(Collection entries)

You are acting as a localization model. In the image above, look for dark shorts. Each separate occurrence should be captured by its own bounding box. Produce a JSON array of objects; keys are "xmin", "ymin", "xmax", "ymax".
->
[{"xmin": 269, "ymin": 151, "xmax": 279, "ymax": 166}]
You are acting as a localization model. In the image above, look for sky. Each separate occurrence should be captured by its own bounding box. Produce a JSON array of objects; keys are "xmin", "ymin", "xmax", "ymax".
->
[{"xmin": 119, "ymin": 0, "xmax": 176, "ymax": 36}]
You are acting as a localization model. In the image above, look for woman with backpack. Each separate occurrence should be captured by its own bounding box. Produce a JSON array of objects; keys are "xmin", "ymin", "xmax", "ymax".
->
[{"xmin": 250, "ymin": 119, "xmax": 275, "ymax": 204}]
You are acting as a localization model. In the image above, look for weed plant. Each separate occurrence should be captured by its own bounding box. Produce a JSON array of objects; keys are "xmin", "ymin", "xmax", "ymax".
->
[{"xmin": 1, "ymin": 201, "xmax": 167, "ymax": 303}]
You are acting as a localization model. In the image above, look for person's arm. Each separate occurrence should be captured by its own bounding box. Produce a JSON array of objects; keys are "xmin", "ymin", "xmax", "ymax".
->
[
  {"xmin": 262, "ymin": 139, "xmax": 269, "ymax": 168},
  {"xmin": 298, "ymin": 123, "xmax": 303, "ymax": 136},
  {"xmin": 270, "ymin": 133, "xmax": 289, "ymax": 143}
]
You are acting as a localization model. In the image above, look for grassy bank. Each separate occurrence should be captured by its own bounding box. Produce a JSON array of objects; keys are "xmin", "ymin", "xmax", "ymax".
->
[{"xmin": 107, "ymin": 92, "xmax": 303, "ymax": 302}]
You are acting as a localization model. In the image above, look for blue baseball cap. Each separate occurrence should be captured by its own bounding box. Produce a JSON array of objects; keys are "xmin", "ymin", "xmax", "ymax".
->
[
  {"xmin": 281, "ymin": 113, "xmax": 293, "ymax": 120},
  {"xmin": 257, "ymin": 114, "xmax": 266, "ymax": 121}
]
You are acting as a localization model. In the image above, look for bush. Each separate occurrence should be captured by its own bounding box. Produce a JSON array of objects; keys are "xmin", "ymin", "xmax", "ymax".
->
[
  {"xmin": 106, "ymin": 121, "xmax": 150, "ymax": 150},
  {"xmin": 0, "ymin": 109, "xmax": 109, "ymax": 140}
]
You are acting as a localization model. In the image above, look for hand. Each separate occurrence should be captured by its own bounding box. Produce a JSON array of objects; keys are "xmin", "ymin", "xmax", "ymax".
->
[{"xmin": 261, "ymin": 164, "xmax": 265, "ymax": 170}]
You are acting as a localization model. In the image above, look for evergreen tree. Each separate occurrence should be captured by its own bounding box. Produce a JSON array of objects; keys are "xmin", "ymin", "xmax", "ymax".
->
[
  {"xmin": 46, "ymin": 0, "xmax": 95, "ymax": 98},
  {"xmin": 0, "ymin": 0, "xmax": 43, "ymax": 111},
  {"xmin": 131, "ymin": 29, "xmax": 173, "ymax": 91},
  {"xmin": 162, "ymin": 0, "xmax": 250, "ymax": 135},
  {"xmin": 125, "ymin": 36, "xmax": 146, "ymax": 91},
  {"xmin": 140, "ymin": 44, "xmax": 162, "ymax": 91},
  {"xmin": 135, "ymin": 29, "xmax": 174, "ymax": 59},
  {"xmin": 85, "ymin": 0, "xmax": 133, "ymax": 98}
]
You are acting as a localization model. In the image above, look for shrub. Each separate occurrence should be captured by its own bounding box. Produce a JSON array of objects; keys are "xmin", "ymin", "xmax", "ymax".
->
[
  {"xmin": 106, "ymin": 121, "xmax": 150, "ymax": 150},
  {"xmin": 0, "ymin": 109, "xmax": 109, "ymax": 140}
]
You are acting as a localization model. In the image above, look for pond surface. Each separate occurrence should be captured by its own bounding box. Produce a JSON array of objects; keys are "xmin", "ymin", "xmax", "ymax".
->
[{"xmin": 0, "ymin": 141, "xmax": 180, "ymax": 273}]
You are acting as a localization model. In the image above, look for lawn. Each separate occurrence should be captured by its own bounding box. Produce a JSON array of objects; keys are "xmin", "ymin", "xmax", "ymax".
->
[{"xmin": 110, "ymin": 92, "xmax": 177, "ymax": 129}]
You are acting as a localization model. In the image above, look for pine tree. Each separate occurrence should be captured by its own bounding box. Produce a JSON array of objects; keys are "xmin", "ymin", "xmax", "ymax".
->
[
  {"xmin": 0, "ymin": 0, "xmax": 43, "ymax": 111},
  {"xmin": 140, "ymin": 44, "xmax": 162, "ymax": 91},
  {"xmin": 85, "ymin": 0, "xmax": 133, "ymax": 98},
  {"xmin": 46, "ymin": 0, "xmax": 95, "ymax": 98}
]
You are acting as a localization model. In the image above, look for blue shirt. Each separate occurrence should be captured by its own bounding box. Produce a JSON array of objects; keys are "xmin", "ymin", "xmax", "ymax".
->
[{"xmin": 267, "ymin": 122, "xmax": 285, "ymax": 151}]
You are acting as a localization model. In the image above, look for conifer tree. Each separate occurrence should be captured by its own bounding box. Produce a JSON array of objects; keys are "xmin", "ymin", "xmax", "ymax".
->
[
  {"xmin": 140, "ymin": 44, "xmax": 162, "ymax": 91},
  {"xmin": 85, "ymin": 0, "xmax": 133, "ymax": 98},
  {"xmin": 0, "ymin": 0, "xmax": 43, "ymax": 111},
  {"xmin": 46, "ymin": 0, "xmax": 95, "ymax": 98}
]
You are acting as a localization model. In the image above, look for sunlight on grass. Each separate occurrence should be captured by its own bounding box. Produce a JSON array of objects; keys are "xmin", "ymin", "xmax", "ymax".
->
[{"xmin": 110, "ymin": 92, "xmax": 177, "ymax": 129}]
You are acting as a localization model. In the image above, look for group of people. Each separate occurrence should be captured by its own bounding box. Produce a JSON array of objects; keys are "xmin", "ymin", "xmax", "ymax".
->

THE TASK: Would you please give the number of lines in the data above that contain the string "blue"? Reply with that number only.

RESULT OF THE TASK: 2